§ HOW TO COMPLETE THIS TASK:
Where does the string "face" appear in the records? Copy each line that holds it.

### LISTED RECORDS

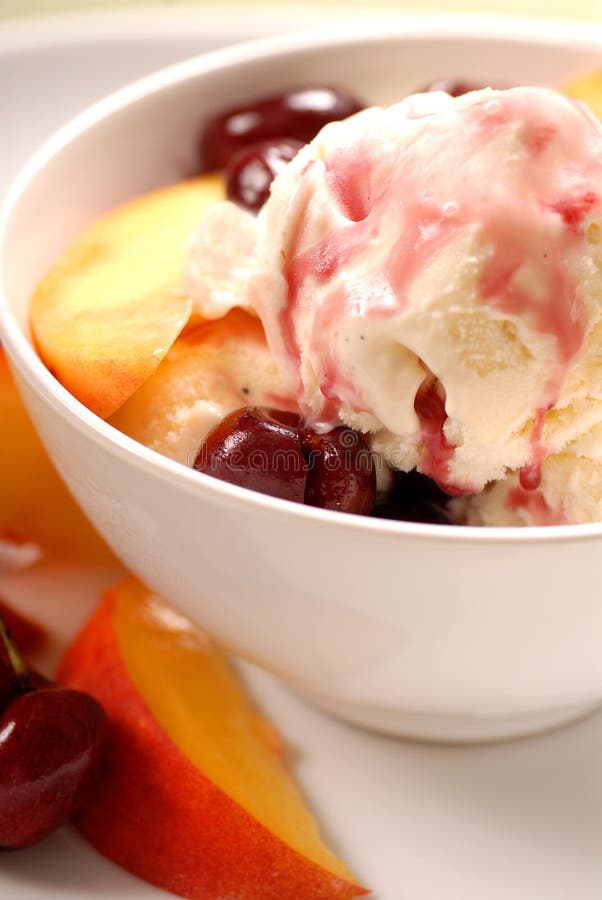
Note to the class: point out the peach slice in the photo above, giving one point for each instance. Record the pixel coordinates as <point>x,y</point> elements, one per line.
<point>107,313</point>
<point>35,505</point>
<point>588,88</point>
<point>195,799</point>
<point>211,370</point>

######
### LISTED RECORDS

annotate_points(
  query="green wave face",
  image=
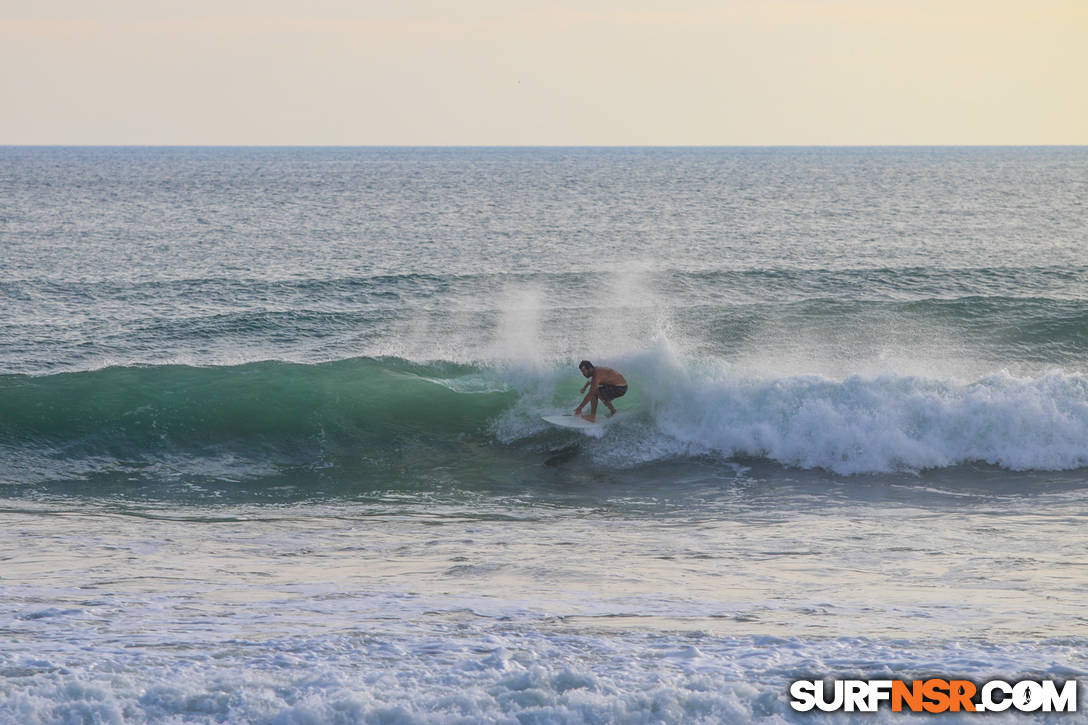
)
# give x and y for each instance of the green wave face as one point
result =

######
### LISTED RECORDS

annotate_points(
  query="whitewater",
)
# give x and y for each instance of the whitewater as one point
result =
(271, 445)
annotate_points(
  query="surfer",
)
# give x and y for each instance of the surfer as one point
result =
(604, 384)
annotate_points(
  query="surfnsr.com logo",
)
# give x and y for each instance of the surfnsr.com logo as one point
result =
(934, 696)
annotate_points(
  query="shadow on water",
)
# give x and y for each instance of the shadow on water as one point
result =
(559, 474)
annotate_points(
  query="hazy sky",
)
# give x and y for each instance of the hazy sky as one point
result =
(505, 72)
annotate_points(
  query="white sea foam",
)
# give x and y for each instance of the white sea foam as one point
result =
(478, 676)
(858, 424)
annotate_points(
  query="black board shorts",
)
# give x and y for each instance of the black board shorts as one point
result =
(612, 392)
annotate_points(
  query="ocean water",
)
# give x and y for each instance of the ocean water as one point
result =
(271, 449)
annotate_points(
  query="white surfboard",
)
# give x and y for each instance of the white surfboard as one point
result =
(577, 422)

######

§ SOLUTION TO THE PROBLEM:
  query="green wave face",
# give x and y for each instance of the green wave face as one point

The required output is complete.